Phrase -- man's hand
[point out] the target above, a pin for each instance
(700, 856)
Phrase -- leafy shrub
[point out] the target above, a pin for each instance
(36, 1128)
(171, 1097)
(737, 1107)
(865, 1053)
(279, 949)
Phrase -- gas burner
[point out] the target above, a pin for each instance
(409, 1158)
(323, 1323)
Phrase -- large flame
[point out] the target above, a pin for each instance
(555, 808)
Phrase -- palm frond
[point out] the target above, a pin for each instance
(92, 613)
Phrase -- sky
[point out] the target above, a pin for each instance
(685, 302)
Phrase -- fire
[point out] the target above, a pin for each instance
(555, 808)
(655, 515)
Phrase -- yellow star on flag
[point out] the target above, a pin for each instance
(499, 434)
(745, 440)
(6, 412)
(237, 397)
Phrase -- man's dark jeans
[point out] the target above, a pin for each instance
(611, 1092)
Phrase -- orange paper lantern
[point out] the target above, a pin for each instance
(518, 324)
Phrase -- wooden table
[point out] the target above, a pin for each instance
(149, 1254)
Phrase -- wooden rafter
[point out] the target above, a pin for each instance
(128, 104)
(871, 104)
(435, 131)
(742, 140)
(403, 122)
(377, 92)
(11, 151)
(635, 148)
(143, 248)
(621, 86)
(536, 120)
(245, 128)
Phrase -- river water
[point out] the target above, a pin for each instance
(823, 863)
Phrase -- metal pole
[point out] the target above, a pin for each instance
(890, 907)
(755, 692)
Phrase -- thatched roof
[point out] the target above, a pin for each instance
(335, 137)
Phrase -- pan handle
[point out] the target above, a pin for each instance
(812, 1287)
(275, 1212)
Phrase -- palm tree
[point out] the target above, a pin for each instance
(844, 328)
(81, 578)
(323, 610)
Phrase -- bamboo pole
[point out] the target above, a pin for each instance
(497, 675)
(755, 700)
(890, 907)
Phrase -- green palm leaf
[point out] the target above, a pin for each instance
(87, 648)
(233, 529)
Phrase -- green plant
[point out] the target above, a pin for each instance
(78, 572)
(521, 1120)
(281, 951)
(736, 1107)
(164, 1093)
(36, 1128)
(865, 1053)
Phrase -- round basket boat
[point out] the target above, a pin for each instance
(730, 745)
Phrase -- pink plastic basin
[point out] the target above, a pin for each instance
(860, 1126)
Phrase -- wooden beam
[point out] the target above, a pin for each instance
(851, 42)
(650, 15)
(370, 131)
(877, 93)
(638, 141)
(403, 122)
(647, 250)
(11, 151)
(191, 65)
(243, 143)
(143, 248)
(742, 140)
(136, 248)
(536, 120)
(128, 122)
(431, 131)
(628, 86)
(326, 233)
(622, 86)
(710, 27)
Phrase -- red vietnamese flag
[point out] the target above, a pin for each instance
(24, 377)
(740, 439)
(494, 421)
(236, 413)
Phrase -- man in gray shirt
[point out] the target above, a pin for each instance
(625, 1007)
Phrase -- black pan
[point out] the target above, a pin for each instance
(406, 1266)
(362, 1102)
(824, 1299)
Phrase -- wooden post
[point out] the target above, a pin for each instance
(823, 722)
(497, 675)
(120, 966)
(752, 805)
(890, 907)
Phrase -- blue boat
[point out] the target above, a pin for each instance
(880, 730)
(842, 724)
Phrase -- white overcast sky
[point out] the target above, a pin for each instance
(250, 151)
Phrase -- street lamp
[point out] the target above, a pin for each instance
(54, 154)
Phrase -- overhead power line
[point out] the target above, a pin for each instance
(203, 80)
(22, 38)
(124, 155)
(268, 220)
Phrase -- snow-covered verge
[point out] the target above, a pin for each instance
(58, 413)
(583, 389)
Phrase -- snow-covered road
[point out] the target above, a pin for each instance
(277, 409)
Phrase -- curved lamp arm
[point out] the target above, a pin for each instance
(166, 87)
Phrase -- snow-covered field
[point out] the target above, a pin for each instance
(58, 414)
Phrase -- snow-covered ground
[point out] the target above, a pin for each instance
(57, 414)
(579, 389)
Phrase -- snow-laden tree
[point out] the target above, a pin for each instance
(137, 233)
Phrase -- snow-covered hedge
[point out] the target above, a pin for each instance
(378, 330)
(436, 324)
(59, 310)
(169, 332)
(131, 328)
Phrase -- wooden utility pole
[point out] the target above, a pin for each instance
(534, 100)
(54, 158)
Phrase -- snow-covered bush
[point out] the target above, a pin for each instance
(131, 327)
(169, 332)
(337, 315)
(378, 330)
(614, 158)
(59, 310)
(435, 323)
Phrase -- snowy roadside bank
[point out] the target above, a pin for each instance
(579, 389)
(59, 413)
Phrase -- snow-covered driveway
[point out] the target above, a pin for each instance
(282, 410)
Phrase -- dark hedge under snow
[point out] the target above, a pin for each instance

| Set task |
Please give the listing from the line containing "Phrase -- large flame" through the line containing "(149, 1254)" as a two-column CSV headed label_text and points, one row per phrase. Put the phrase and the instruction line under it in label_text and all its coordinate pairs in points, quoting each field and replacing line breaks with spaces.

| Solution for this task |
label_text,points
"Phrase -- large flame [point out] the target above, a pin for each instance","(555, 808)"
"Phrase -- palm frond [point out] the target above, a pin for each instance","(92, 613)"
"Phrase -- sky [point out] the target above, a pin for each instance","(685, 302)"
"Phrase -- fire [point out] the target above, a pin for each instance","(555, 808) (655, 515)"
"Phrase -- yellow star on flag [point out] the target above, a pin for each instance","(499, 434) (745, 440) (6, 412) (237, 397)"
"Phrase -- man's dark jeans [point out] the target above, a pin for each instance","(611, 1092)"
"Phrase -- orange paper lantern [point out] the target above, a pin for each instance","(518, 324)"
"Phrase -- wooden table [point out] the target above, a pin for each instance","(149, 1254)"